Begin Task data
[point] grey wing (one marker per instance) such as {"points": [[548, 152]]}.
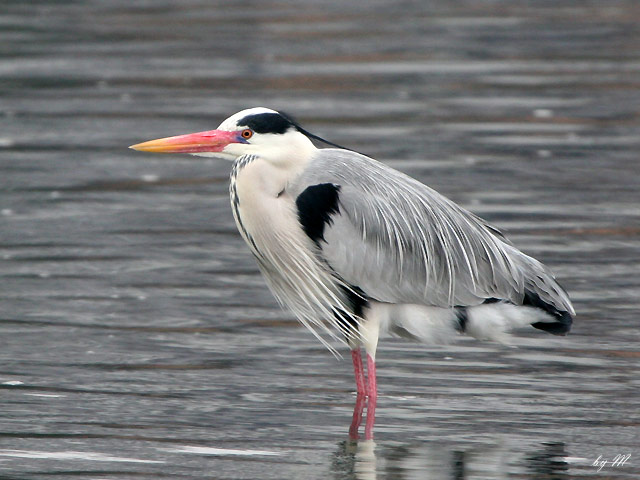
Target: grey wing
{"points": [[400, 241]]}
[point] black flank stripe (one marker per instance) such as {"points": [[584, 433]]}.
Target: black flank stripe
{"points": [[463, 318]]}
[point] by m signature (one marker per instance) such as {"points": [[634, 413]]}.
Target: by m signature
{"points": [[618, 461]]}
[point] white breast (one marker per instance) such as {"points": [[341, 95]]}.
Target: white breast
{"points": [[267, 218]]}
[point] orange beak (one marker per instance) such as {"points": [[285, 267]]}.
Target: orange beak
{"points": [[209, 141]]}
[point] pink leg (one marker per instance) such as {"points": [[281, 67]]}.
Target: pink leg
End Task data
- Exercise: Transcribe each line above verbatim, with the pictures left out.

- Full answer:
[point] grey wing (one marker per instance) such as {"points": [[548, 152]]}.
Target: grey wing
{"points": [[400, 241]]}
[point] black flank stripe (one marker per instance) such as {"points": [[584, 433]]}.
Target: black flank stripe
{"points": [[463, 318]]}
[point] by m signature (one marker per instance) such as {"points": [[634, 413]]}.
Target: by m signature
{"points": [[618, 461]]}
[point] white breast (one marker per instance) such as {"points": [[341, 95]]}.
Target: white breast
{"points": [[267, 218]]}
[point] orange beak (one marker per instance) such as {"points": [[285, 267]]}.
Target: orange beak
{"points": [[209, 141]]}
[point] pink leg (one marker per instance) such as {"points": [[281, 67]]}.
Target: pink leg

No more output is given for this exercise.